## [Given instruction]
Write out each line exactly as it stands, please.

## [Available data]
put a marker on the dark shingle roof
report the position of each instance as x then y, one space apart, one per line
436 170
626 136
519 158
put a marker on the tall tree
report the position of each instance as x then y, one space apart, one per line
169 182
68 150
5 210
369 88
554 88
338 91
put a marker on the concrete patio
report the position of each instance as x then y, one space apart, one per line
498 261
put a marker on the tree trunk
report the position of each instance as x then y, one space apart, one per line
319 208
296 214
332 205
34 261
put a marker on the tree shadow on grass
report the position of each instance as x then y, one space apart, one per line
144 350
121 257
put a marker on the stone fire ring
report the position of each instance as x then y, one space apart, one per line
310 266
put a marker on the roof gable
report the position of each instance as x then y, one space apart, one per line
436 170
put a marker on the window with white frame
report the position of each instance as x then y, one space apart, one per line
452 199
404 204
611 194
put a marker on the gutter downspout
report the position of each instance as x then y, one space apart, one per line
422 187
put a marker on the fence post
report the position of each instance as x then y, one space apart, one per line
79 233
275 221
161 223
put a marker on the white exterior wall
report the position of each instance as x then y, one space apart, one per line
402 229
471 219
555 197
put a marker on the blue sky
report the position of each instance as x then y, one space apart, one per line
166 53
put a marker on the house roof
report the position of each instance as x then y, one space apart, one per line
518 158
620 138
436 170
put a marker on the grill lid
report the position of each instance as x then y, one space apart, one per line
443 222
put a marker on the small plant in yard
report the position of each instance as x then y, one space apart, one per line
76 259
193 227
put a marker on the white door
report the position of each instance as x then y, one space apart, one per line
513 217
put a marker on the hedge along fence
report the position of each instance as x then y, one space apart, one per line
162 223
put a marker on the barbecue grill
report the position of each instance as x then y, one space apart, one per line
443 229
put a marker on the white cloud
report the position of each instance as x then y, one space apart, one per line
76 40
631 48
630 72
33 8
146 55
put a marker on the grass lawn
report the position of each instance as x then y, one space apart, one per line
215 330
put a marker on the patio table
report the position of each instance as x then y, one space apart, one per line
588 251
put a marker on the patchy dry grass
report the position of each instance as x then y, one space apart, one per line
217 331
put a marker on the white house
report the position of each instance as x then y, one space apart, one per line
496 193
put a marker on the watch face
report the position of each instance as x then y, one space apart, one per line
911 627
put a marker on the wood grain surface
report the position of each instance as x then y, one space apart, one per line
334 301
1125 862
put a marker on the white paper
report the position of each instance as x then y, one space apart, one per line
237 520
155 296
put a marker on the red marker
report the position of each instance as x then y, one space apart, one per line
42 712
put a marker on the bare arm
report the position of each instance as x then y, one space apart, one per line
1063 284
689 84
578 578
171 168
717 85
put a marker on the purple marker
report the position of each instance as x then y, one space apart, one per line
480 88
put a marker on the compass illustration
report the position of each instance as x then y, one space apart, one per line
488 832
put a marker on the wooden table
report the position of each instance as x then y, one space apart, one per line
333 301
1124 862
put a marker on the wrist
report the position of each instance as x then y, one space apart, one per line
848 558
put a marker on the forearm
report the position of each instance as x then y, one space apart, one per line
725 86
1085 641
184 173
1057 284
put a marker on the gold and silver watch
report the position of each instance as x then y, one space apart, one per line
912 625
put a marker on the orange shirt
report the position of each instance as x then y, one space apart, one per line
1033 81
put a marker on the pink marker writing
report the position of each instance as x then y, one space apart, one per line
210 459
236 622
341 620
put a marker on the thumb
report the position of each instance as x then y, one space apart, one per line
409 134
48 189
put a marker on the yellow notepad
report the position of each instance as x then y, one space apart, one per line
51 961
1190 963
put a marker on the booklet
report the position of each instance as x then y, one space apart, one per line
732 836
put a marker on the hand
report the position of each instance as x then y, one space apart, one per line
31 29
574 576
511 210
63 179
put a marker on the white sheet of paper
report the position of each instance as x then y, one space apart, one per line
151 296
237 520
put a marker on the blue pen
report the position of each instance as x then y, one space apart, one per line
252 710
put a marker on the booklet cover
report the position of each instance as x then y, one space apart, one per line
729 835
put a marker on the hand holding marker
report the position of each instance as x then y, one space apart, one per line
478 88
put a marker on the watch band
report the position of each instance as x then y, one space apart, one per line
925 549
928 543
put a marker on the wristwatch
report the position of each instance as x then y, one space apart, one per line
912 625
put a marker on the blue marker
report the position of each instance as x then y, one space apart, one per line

## [Task response]
put a marker on the dark shingle roof
report the position of each instance as x then y, one space apart, one per line
436 170
626 136
519 158
put a marker on the tall tree
report the position of each instance as x then y, one space apart, one per line
169 182
68 150
5 210
369 88
554 88
338 91
put a marker on the concrete patio
report the position of each instance as x then y, one space apart, one per line
498 261
put a marker on the tree trunk
report the position of each instance as x then y, one space apart, one per line
319 208
296 214
332 205
34 261
put a marker on the tree shadow on grass
report the position of each instance as x then y, one space apart, one per line
144 350
121 257
put a marker on the stone fire ring
report the position of each instance as x then y, one space apart, one per line
310 266
put a marker on the roof gable
report the position of each instance as x then y, one space apart, one per line
436 170
put a marker on the window with white frame
report the position of each instance as x then y, one space apart, one per line
452 199
404 204
611 194
put a marker on the gutter downspout
report the position of each instance as x then y, one space apart, one per line
422 187
put a marker on the fence post
report the position of each instance as x then y, one space apart, one per line
79 233
275 221
161 223
put a marker on the white exterior wall
report the position of each instance as x then y, one space apart, one per line
402 229
471 219
555 197
put a marker on the blue sky
report the position of each instance as x then y, one space apart, one per line
166 53
put a marker on the house roof
report the position of each instance as x then y, one space apart, one per line
518 158
620 138
436 170
put a marker on the grill lid
report the position of each instance as x then y, one space apart, one per line
443 222
put a marker on the small plant in yard
report the position of each instance as x then y, one space apart, one per line
76 259
193 227
put a marker on the white door
report the position of each instance as x then y, one space apart, one per line
513 217
put a marker on the hedge along fence
report the position of each instance as x then y, one space apart, one per line
162 223
put a marker on the barbecue grill
report the position of each instance as x then y, one space apart, one per line
443 229
put a marker on the white cloud
report the position of each instance as x then y, one space apart, one per line
76 40
631 48
630 72
33 8
146 55
put a marker on the grass lawn
report the position of each instance as x then y, one space apart, one per line
215 330
put a marker on the patio table
report the position of each instance as x then y, one space apart, one per line
588 251
put a marker on the patchy dry grass
report the position of each instance as x then y, one space apart, one per line
217 331
put a marker on the white house
report the position of each instance as x then y, one space apart, one per line
496 193
put a marker on the watch face
report the position of each instance as x then y, one space apart, one per line
911 627
put a marker on the wood grain surface
report the position of each instance as x then y, one space apart, one per line
334 301
1125 862
put a marker on the white paper
report the position of each instance as x then y, one space apart, one per line
237 520
155 296
put a marker on the red marker
report the position of each instance as x then y, one space apart, one per line
42 712
put a marker on the bare arm
report the position of each instance as x then y, one space apart, one per line
1063 284
689 84
578 578
171 168
717 85
put a marker on the purple marker
report the position of each instance as x then y, one space apart, one per line
480 88
put a marker on the compass illustration
report the position of each instance as x then y, one space apart, one per line
488 832
put a marker on the wooden table
report the position of each instance as x then y, one space apart, one per line
333 301
1124 862
put a marker on the wrist
report the position of each instance as x then y, one space apart, one per line
848 558
put a marker on the forearm
report the position of each instance as x then y, one space apart, one per line
725 86
1085 641
184 173
1057 284
put a marker on the gold and silver watch
report the position of each instance as x then y, one space apart, one per line
912 625
put a marker on the orange shirt
report the position of each instance as x then y, one space apart, one per line
1033 81
put a marker on the pink marker writing
report the position of each instance as x then y, one space apart, one per line
210 459
236 622
341 620
put a marker on the thumb
report the position of each instance as x then y, one space apart, one per line
409 134
48 189
put a marker on the yellow notepad
report the position of each instance as x then y, one space apart, one per line
51 961
1190 963
put a marker on the booklet
report the position of each instance as x then y, one space apart, one per line
732 836
put a marker on the hand
report the position of each instance as x then y, one space apart, one per line
31 29
574 576
511 210
63 179
put a marker on the white sheet of paper
report the position of each instance as x then y, one space apart, one per line
151 296
237 520
put a marker on the blue pen
report the position of each instance as x then y, one space apart, one per line
252 710
put a marker on the booklet cover
report the position of each instance as x then y, one space apart, one per line
729 835
put a marker on the hand holding marker
report the position of each instance as x then y, one space apart, one per line
478 88
put a marker on the watch band
report the position of each instance as x then y, one space apart, one per line
925 549
928 543
put a marker on the wristwatch
report the position of each instance as x then y, one space apart, one per line
912 625
put a marker on the blue marker
report the position of each instance as x then y, one space apart, one per line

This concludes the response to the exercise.